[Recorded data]

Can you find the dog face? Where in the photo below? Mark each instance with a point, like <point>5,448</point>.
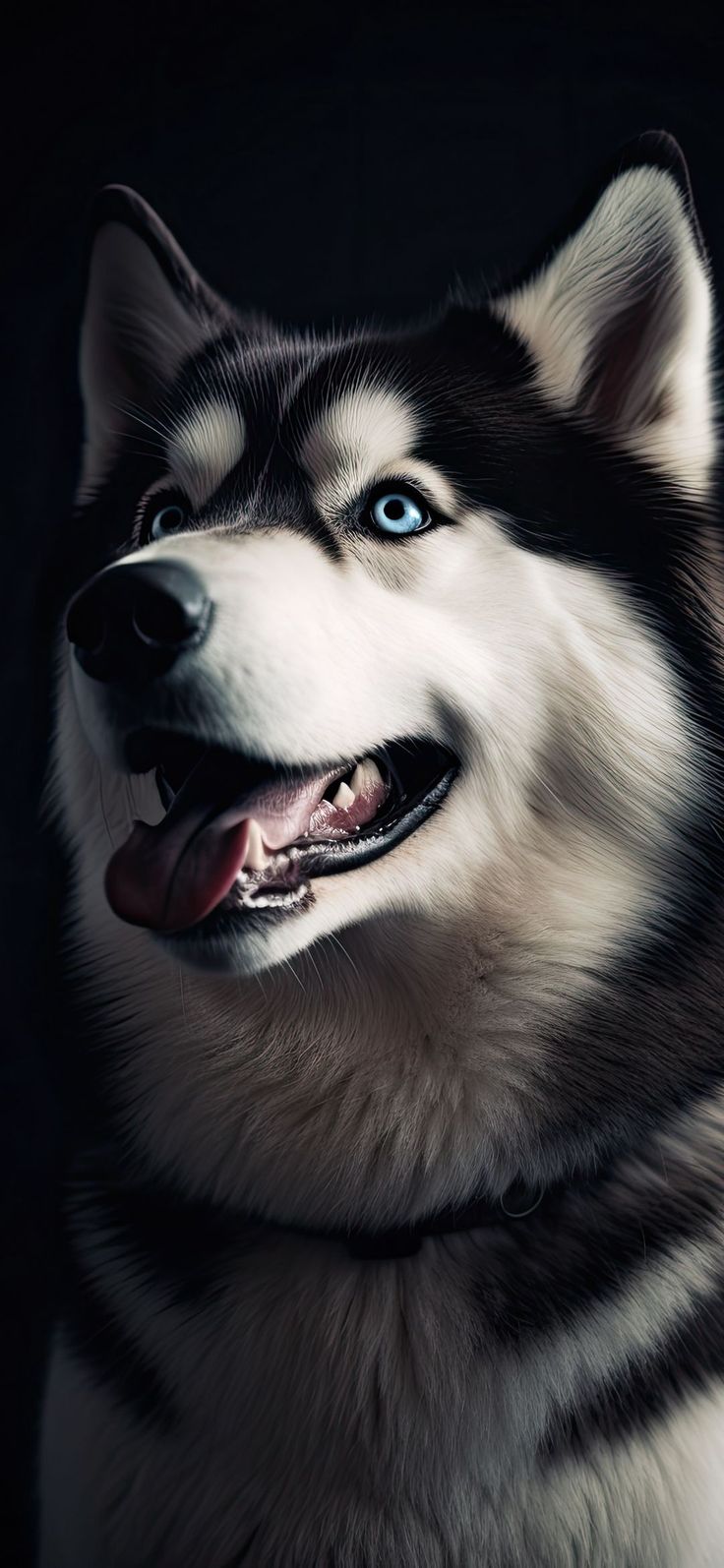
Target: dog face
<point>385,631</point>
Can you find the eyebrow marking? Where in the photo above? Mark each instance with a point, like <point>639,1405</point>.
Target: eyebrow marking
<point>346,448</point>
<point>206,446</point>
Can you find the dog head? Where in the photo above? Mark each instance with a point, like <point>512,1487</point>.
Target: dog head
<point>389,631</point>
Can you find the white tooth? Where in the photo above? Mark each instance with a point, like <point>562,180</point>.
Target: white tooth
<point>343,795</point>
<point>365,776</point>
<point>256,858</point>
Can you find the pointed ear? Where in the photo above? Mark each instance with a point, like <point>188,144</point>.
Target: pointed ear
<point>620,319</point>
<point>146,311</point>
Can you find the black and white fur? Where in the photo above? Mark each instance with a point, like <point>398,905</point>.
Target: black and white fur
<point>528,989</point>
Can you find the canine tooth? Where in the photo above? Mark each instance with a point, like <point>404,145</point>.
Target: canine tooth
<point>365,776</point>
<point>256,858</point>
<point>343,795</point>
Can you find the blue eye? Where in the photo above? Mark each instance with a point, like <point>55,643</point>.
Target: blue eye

==

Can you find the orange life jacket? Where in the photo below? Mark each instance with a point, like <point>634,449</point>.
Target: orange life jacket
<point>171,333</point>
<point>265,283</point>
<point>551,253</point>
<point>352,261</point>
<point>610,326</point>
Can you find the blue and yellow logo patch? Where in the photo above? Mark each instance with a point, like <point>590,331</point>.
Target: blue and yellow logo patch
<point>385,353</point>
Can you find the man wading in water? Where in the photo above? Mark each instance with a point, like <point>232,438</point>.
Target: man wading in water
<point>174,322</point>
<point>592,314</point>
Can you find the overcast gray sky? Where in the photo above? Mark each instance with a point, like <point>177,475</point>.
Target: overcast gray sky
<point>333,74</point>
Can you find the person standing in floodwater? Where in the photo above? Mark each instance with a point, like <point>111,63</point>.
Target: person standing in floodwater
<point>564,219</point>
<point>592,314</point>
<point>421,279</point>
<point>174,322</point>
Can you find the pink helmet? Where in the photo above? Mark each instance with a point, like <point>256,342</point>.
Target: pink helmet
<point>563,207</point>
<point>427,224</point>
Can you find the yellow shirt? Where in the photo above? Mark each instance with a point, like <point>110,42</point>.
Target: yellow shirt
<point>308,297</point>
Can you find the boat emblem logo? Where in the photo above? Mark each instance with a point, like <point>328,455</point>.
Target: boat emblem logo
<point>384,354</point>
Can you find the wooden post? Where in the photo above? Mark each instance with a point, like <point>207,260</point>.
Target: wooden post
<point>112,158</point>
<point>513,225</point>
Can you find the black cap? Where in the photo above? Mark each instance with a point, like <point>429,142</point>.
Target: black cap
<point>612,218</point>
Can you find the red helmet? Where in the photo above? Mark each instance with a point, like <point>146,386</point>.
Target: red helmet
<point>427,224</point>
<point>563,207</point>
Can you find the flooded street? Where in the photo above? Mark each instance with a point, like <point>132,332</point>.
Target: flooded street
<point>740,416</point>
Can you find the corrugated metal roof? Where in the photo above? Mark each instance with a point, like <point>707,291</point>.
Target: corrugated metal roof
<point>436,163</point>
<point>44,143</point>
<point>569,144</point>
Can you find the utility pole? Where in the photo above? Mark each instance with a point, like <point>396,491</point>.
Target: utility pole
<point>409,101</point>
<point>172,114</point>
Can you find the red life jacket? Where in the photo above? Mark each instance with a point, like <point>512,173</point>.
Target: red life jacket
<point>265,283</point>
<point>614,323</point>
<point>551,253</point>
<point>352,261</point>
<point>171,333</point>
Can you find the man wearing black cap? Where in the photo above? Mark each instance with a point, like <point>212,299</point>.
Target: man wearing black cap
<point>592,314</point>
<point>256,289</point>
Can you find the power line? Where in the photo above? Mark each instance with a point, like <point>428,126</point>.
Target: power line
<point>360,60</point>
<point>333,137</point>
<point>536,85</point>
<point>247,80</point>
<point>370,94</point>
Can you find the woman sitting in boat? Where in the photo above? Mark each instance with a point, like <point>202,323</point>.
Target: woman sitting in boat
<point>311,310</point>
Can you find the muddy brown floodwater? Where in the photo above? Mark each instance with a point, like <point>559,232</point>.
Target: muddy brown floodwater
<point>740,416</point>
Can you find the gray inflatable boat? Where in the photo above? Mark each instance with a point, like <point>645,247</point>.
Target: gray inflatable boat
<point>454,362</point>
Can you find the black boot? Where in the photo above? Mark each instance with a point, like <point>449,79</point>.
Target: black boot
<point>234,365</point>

● **Task to carry out**
Output the material as a Markdown table with columns "n" and "Line", starting at the line that contains "Can you find the black and" and ending at the line that contains "Target: blue eye". Skip any blank lines.

● **Full answer**
| n | Line |
|---|---|
| 1 | Can you find the black and white fur? Where in the photo above? Mark each instance with a point, like <point>398,905</point>. |
| 2 | Target: black and white fur |
| 3 | <point>528,989</point> |
| 4 | Can you find the canine tooth? Where in the photo above? Mark each instance with a point, like <point>404,145</point>. |
| 5 | Target: canine tooth |
| 6 | <point>365,776</point> |
| 7 | <point>256,858</point> |
| 8 | <point>343,795</point> |
| 9 | Can you find the blue eye? Where in the photo above? Mark each instance with a point, like <point>55,643</point>. |
| 10 | Target: blue eye |